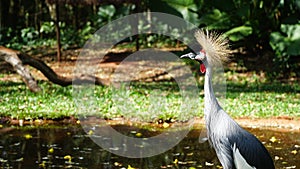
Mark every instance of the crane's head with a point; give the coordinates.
(199, 56)
(215, 49)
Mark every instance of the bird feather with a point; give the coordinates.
(215, 45)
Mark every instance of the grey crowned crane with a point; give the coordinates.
(235, 147)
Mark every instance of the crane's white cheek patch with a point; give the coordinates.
(202, 68)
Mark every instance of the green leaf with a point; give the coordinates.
(238, 33)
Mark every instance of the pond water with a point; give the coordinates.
(70, 147)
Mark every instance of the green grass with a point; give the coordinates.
(149, 102)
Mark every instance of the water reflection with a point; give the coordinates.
(71, 147)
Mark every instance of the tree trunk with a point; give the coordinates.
(54, 13)
(57, 32)
(17, 59)
(11, 57)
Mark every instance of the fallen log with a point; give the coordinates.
(18, 59)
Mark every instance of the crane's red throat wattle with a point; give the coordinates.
(202, 68)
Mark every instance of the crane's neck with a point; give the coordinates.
(211, 104)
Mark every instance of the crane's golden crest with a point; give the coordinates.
(215, 46)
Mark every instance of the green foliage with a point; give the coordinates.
(245, 97)
(286, 45)
(185, 9)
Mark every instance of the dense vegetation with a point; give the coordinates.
(260, 29)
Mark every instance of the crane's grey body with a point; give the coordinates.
(235, 147)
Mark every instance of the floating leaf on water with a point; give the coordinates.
(209, 164)
(129, 167)
(51, 150)
(68, 157)
(166, 125)
(175, 161)
(117, 164)
(138, 134)
(273, 139)
(28, 136)
(90, 132)
(294, 152)
(20, 159)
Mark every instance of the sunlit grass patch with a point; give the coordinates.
(148, 101)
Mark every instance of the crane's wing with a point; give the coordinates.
(239, 160)
(251, 149)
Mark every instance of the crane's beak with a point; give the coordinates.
(189, 55)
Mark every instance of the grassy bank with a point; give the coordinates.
(244, 97)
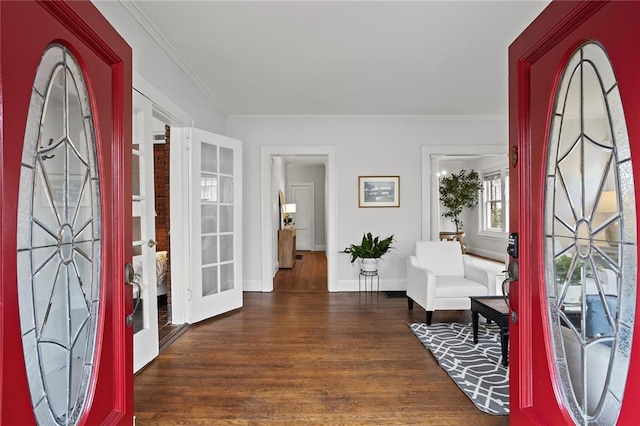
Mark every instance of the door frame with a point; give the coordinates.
(544, 34)
(266, 202)
(312, 217)
(178, 189)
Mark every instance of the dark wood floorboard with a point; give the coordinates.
(305, 357)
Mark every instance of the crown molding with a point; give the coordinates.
(164, 44)
(374, 116)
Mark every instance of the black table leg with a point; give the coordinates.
(504, 337)
(474, 321)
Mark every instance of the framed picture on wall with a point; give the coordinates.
(378, 191)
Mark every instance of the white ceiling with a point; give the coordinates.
(347, 58)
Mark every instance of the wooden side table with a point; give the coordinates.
(495, 309)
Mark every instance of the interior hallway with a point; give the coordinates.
(305, 356)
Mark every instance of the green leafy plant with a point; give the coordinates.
(369, 247)
(457, 191)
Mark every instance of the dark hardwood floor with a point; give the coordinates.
(304, 356)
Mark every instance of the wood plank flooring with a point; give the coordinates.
(299, 356)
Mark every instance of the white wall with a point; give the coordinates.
(365, 146)
(152, 63)
(316, 175)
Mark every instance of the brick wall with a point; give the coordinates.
(161, 180)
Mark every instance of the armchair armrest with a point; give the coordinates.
(481, 275)
(420, 284)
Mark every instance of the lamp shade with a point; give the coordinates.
(608, 202)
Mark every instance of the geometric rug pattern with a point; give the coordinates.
(476, 368)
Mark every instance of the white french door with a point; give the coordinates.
(145, 319)
(216, 225)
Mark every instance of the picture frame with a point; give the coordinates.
(378, 191)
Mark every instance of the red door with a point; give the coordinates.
(573, 137)
(65, 148)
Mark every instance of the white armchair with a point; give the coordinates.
(439, 277)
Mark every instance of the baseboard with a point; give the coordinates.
(497, 256)
(252, 285)
(385, 285)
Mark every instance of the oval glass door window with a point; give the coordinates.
(590, 238)
(59, 240)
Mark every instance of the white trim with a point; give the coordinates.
(385, 285)
(178, 188)
(266, 152)
(378, 116)
(180, 225)
(312, 214)
(430, 156)
(251, 285)
(147, 25)
(161, 102)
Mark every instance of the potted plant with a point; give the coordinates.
(369, 251)
(457, 191)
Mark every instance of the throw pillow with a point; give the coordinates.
(597, 323)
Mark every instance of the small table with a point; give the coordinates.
(368, 276)
(493, 308)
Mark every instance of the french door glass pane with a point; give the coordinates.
(590, 239)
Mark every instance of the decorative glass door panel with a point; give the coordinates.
(590, 233)
(59, 240)
(145, 318)
(217, 285)
(573, 85)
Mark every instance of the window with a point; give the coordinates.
(495, 190)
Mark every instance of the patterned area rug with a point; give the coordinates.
(476, 369)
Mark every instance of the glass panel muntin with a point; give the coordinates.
(59, 240)
(589, 224)
(216, 198)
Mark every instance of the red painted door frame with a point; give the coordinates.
(26, 28)
(536, 61)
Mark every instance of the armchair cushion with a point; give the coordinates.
(459, 287)
(439, 277)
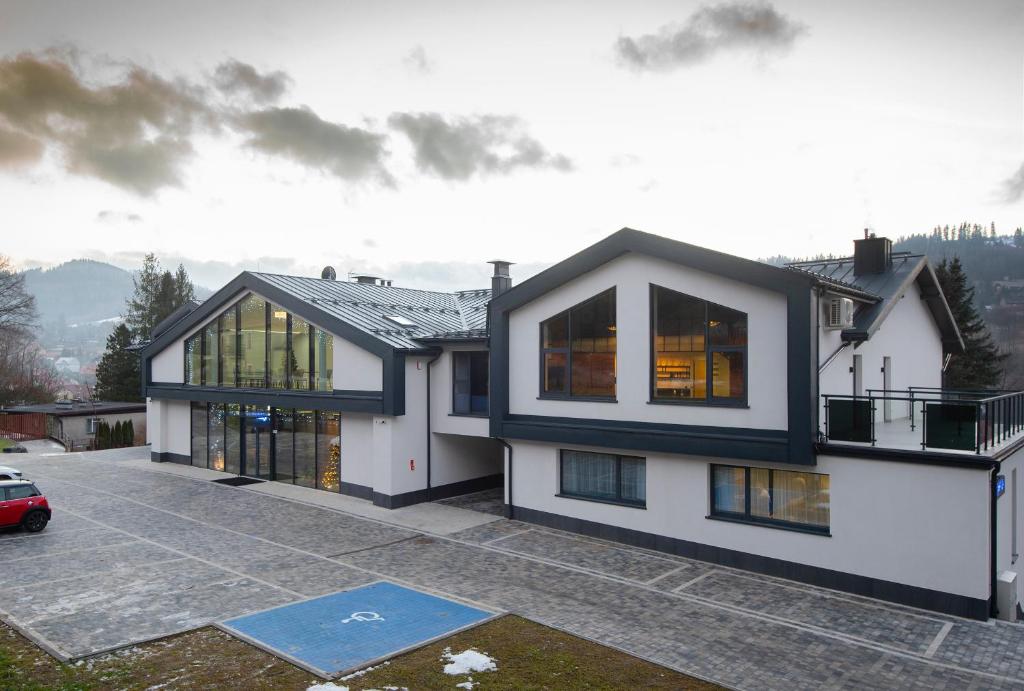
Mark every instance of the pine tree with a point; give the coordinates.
(118, 372)
(981, 365)
(183, 289)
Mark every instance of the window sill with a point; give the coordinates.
(589, 399)
(600, 501)
(697, 403)
(820, 532)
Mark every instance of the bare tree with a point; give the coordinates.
(17, 308)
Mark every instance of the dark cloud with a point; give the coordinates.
(134, 134)
(460, 147)
(417, 60)
(299, 134)
(18, 149)
(1013, 187)
(235, 78)
(712, 29)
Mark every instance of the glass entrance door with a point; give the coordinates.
(257, 441)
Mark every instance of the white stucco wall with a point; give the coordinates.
(357, 448)
(632, 275)
(169, 426)
(440, 398)
(914, 524)
(457, 458)
(908, 336)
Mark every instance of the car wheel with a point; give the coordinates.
(35, 521)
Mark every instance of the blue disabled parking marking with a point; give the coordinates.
(350, 630)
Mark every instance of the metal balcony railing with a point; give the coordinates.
(948, 419)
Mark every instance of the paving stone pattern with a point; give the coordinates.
(133, 554)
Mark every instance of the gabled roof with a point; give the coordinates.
(888, 287)
(376, 317)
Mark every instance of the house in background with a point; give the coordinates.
(74, 423)
(785, 421)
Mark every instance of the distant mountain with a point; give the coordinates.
(80, 291)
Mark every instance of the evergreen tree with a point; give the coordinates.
(118, 372)
(183, 289)
(981, 365)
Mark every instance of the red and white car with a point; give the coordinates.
(22, 504)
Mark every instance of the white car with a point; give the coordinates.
(9, 473)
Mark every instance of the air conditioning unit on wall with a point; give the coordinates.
(840, 313)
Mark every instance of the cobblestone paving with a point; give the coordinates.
(133, 555)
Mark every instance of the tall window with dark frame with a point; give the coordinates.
(578, 350)
(603, 477)
(469, 382)
(699, 349)
(783, 498)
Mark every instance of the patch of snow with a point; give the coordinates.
(467, 661)
(359, 673)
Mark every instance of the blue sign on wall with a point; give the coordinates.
(350, 630)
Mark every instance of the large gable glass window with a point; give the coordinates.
(699, 349)
(256, 344)
(578, 350)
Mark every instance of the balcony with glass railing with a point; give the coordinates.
(979, 422)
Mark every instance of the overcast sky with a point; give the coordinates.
(420, 139)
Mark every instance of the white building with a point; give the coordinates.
(786, 421)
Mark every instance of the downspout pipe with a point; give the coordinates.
(429, 420)
(509, 506)
(993, 609)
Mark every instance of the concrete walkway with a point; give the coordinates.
(140, 551)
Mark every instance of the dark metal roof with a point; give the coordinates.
(368, 306)
(888, 288)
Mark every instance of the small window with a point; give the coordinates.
(22, 491)
(783, 498)
(578, 350)
(604, 477)
(470, 379)
(400, 320)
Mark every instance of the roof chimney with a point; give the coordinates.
(871, 255)
(502, 279)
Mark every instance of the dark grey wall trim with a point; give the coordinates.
(438, 491)
(357, 490)
(801, 356)
(167, 457)
(912, 596)
(732, 442)
(344, 401)
(921, 457)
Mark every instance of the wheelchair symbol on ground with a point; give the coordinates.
(351, 630)
(364, 616)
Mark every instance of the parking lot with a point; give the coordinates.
(135, 552)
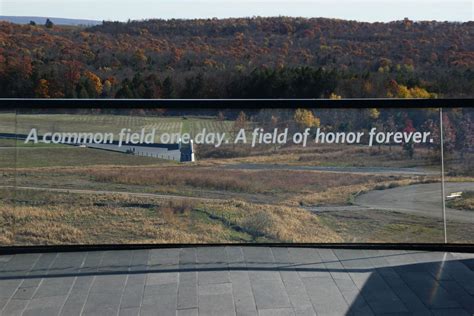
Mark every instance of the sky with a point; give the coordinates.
(360, 10)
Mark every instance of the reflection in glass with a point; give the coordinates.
(214, 176)
(458, 128)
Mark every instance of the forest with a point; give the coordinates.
(255, 57)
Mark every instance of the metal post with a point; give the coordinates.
(443, 193)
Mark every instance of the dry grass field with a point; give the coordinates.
(61, 218)
(132, 199)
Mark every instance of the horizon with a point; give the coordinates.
(362, 11)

§ **TASK PROMPT**
Word for word, please, restate the lines of the listing from the one holding "Mark every instance of the dark metal" down to the last line, leaving out any pictures.

§ **WRITTEN ANSWER**
Mark every instance of the dark metal roof with a point; give the coordinates.
(368, 306)
(888, 288)
Mark every instance of the small window with a point; give the coordinates.
(22, 491)
(783, 498)
(578, 350)
(604, 477)
(470, 379)
(400, 320)
Mark every instance of the roof chimney with a point; give the coordinates.
(871, 255)
(502, 279)
Mark every instance of the dark grey wall trim with a point; give the coordinates.
(438, 491)
(357, 490)
(801, 356)
(167, 457)
(912, 596)
(732, 442)
(344, 401)
(921, 457)
Mark every instance of the wheelchair symbol on ground with a point; give the coordinates.
(351, 630)
(364, 616)
Mark every instance of the parking lot with a point; give the coordinates.
(135, 552)
Mark every instance of the sky with a point; give the coordinates.
(360, 10)
Mark every instance of the reflection in glass with a point; give the coordinates.
(214, 176)
(458, 128)
Mark every instance of the forest with a point; give the coordinates.
(255, 57)
Mark every instance of the metal post with a point; give the coordinates.
(443, 193)
Mark every instance of the dry grass field with a point; give the coordinates.
(61, 218)
(132, 199)
Mark every instance of the horizon with a point; give the coordinates.
(362, 11)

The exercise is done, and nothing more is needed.